=== 本文 ===
歌が下手だから直したい!と言ってきた女の子
「先生、私、歌が下手なの、自分でわかってる。
クラスで歌うと自分だけ違うから、直したいの!」
Mちゃんが児童合唱団に入ってきたのは
小学校2年生の時
ガラガラにかすれた声で
低い音域しか出ない。
合唱団には、
歌が好き、歌が得意、という子が集まっていた。
その中に入って
苦手な歌をなんとかしたい、と言う。
「わかった。じゃあ、一緒に直そう!」
その時のMちゃんは
低い声しか出なかったので
アルトパートに入ってもらった。
でも、出せる音域が狭すぎて
同じパートの人とも同じ音が出せない。
私はたびたび
Mちゃんの隣に行って耳元で歌った。
Mちゃんは、自分に先生(私)がつきっきりでいても
嫌がらず、恥ずかしがらず、懸命に私の声を聴いて
合わせようと歌う。
そして、他の子どもたちも
Mちゃんの目的を知っているから
誰もからかったり、文句を言ったりする子はいなかった。

=== 課題 1 ===
次の(a)〜(c)が本文の内容と合っているかを「はい」か「いいえ」で答え、判断の決め手となる本文の語句をそのまま引用しなさい。
(a) Mちゃんは小学校2年生の時に児童合唱団に入った。
(b) Mちゃんはソプラノパートに入った。
(c) 他の子どもたちの中には、Mちゃんをからかう子もいた。

=== 処理対象の行 ===

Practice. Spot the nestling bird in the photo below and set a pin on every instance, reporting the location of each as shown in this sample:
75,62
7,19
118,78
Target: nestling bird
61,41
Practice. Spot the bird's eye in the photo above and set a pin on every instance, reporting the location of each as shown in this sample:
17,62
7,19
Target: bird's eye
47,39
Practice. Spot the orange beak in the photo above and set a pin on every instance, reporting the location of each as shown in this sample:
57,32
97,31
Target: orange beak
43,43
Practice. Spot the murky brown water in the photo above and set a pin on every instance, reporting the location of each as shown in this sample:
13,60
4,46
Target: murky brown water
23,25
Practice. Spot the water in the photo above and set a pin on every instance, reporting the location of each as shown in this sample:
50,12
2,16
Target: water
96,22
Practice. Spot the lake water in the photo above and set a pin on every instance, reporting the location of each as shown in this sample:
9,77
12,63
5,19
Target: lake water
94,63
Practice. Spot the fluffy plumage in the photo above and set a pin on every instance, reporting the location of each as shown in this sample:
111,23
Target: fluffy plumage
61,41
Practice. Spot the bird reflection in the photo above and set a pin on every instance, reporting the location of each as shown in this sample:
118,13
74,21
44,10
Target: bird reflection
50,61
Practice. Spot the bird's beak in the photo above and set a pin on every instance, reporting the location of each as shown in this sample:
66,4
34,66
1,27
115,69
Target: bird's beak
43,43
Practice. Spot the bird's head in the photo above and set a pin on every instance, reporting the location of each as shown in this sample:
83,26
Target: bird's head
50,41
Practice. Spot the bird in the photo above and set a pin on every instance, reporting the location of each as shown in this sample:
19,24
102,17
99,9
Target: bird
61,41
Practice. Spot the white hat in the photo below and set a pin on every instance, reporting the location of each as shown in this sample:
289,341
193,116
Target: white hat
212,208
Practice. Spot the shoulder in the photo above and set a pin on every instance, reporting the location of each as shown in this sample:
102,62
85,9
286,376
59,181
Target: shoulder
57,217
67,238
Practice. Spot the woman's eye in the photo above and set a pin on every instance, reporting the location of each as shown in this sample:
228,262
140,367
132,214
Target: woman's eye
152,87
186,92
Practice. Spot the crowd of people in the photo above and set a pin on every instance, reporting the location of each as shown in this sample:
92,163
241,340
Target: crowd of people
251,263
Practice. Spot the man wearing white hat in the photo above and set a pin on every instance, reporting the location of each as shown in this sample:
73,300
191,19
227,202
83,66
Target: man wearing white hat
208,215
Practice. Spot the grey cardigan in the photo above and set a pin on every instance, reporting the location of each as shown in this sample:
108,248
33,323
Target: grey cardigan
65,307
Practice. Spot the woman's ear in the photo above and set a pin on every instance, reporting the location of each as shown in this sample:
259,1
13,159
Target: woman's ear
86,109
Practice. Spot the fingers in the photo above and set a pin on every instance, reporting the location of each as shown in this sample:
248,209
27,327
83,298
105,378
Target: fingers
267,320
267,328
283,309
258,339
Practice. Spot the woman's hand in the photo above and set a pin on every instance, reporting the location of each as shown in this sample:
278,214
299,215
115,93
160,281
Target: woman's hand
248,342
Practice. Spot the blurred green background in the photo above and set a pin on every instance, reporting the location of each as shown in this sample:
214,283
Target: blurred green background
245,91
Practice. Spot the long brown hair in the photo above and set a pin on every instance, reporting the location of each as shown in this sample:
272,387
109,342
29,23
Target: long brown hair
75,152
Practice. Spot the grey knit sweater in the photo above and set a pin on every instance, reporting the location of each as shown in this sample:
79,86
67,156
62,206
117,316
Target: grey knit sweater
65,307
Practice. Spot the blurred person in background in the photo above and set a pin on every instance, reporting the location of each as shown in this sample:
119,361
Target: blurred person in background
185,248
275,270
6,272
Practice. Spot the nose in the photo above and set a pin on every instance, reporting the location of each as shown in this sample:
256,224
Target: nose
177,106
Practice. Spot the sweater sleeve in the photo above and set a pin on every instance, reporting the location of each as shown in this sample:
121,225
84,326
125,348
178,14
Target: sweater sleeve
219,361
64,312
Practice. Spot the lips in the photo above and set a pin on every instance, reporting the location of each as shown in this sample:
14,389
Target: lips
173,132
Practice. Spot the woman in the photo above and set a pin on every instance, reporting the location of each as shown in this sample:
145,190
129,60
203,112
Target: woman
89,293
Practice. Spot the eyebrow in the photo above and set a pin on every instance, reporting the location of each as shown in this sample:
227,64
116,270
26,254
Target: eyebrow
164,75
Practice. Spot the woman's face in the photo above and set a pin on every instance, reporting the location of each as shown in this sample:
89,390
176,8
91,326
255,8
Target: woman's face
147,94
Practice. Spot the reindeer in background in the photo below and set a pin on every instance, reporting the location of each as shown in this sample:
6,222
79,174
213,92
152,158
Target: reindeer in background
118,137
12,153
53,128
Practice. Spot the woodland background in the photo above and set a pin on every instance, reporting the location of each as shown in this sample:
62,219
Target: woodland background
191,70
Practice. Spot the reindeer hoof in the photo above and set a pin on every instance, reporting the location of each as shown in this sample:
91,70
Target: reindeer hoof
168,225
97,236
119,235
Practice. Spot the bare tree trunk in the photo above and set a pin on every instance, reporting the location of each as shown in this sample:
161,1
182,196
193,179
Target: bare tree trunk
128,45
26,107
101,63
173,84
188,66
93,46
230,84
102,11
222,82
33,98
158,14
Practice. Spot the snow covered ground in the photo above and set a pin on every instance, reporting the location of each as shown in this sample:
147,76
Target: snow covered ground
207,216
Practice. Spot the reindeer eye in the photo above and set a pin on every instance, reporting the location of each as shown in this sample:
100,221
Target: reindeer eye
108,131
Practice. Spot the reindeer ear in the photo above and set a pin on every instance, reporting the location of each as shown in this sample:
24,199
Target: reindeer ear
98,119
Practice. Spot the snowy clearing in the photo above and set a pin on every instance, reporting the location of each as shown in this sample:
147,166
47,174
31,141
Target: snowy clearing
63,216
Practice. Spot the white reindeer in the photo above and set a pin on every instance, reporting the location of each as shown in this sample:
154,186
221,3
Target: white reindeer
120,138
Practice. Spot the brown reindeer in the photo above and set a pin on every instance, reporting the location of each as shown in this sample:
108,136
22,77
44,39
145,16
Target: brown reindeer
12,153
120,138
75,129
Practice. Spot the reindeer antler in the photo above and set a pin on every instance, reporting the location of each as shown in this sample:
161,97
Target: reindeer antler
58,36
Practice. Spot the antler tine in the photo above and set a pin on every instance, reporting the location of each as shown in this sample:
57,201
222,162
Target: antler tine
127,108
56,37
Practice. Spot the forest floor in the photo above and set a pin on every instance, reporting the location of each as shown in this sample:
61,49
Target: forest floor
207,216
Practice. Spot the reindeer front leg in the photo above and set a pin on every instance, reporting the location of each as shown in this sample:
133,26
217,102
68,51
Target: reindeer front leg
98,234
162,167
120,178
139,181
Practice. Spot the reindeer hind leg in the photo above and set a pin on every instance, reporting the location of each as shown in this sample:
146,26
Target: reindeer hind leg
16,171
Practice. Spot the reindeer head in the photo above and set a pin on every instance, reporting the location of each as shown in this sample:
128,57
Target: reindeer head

=== 課題 2 ===
上の行のうち、文字列「hoof」を含むものをすべて示しなさい。

=== 解答 1 ===
(a) はい。「小学校2年生の時」
(b) いいえ。「アルトパートに入ってもらった。」
(c) いいえ。「誰もからかったり、文句を言ったりする子はいなかった。」

=== 解答 2 ===
Practice. Spot the reindeer hoof in the photo above and set a pin on every instance, reporting the location of each as shown in this sample:
Target: reindeer hoof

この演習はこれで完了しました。